### Task statement
Line tally for the word "white": count the lines below that contain it and reply with the number alone.

[Items from a data source]
************

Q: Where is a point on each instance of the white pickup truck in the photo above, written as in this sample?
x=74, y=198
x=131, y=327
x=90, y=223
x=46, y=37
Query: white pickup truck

************

### Answer below
2